Description of the task
Convert the lines below into a Markdown table with the columns "Row" and "Text", numbering each line and skipping any blank ones. Leave the pictures out.

Information supplied
[Start of section]
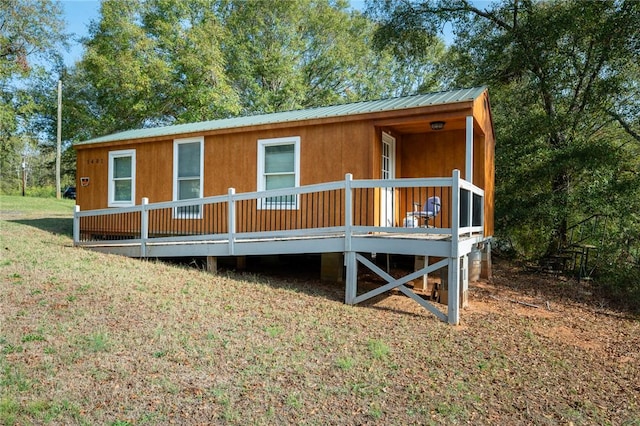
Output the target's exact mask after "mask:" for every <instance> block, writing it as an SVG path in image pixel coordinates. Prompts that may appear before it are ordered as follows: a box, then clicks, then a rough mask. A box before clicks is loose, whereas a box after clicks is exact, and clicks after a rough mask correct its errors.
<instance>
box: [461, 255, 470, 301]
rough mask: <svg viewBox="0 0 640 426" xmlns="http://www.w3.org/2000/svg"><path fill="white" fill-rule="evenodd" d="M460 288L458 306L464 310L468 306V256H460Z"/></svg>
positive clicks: (468, 279) (468, 272)
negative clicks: (461, 281)
mask: <svg viewBox="0 0 640 426" xmlns="http://www.w3.org/2000/svg"><path fill="white" fill-rule="evenodd" d="M460 278H461V281H462V283H461V286H460V306H461V307H462V308H466V307H467V306H469V297H468V294H469V255H468V254H465V255H464V256H462V268H461V270H460Z"/></svg>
[End of section]
Solution for this task
| Row | Text |
|---|---|
| 1 | Output the target's exact mask after "mask:" for every <instance> block, writing it as an SVG path in image pixel coordinates. Prompts that may appear before it are ordered as follows: a box, then clicks, then a rough mask. A box before clicks is loose, whereas a box after clicks is exact, and clicks after a rough mask correct its errors. |
| 2 | <instance> |
| 3 | box: [461, 255, 470, 301] |
| 4 | rough mask: <svg viewBox="0 0 640 426" xmlns="http://www.w3.org/2000/svg"><path fill="white" fill-rule="evenodd" d="M460 288L458 306L464 310L468 306V256H460Z"/></svg> |
| 5 | positive clicks: (468, 279) (468, 272) |
| 6 | negative clicks: (461, 281) |
| 7 | mask: <svg viewBox="0 0 640 426" xmlns="http://www.w3.org/2000/svg"><path fill="white" fill-rule="evenodd" d="M460 278H461V281H462V283H461V286H460V306H461V307H462V308H466V307H467V306H469V297H468V294H469V255H468V254H465V255H464V256H462V268H461V270H460Z"/></svg> |